--- REQUIREMENT ---
Reproduce everything below from the line containing "Identify forest background" down to the line containing "[379,391,480,442]", with "Identify" changed to "Locate" and nothing else altered.

--- RECORDS FOR PROCESSING ---
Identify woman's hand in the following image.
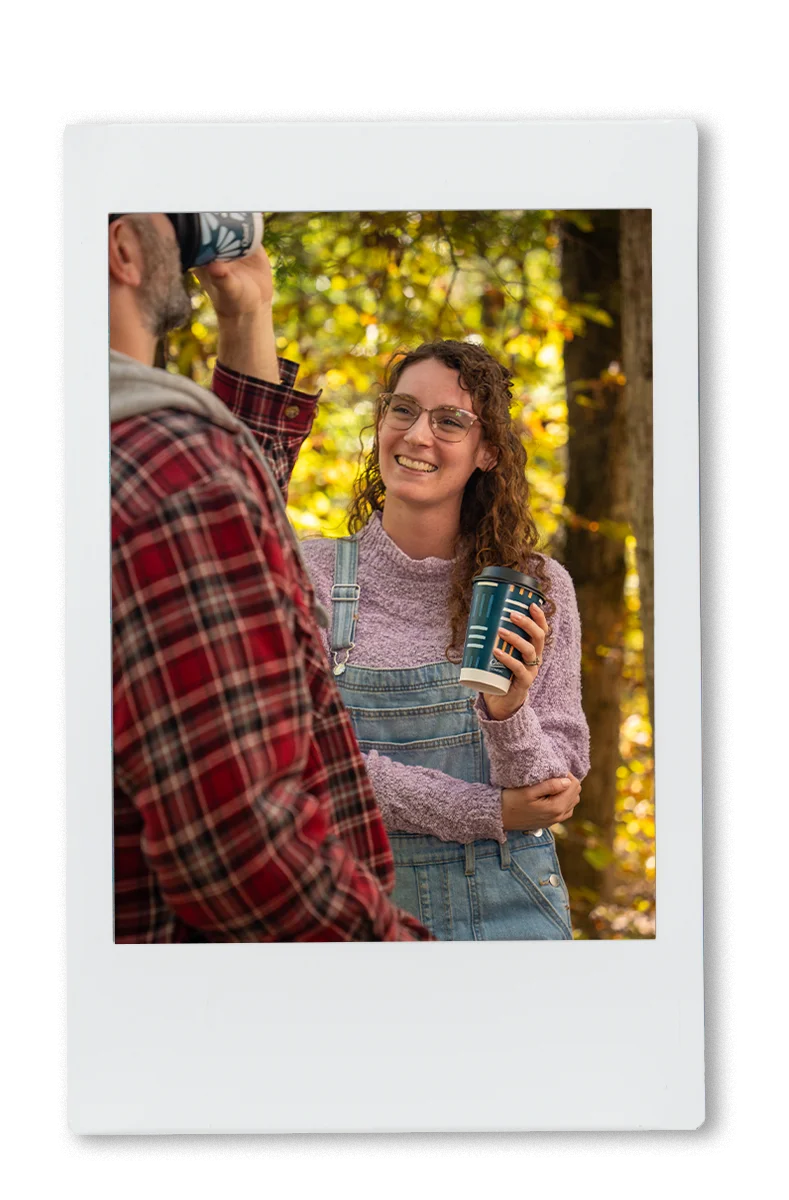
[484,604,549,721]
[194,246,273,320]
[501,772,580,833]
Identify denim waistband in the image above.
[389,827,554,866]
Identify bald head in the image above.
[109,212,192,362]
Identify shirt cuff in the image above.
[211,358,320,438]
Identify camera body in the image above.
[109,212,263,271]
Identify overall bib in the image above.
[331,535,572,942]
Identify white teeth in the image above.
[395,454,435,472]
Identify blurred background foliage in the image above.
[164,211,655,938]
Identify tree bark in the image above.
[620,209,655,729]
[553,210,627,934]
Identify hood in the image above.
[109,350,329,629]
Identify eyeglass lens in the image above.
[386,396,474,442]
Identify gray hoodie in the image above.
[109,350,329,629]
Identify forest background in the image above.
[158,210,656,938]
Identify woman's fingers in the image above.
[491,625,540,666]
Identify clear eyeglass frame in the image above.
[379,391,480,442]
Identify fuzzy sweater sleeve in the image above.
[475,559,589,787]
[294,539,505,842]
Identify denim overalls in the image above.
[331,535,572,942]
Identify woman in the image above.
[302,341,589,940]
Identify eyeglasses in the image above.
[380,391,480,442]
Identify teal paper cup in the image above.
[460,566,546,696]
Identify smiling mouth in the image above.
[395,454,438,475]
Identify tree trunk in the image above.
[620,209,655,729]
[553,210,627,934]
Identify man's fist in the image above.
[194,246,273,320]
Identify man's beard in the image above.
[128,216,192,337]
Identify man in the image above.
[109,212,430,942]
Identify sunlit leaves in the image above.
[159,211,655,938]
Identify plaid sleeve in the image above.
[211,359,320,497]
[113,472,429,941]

--- RESULT FOR THIS TASK ---
Locate forest background in the image above.
[158,210,656,938]
Locate woman's fingers in the image above.
[491,625,540,666]
Locate clear eyeglass frame in the image above.
[379,391,480,442]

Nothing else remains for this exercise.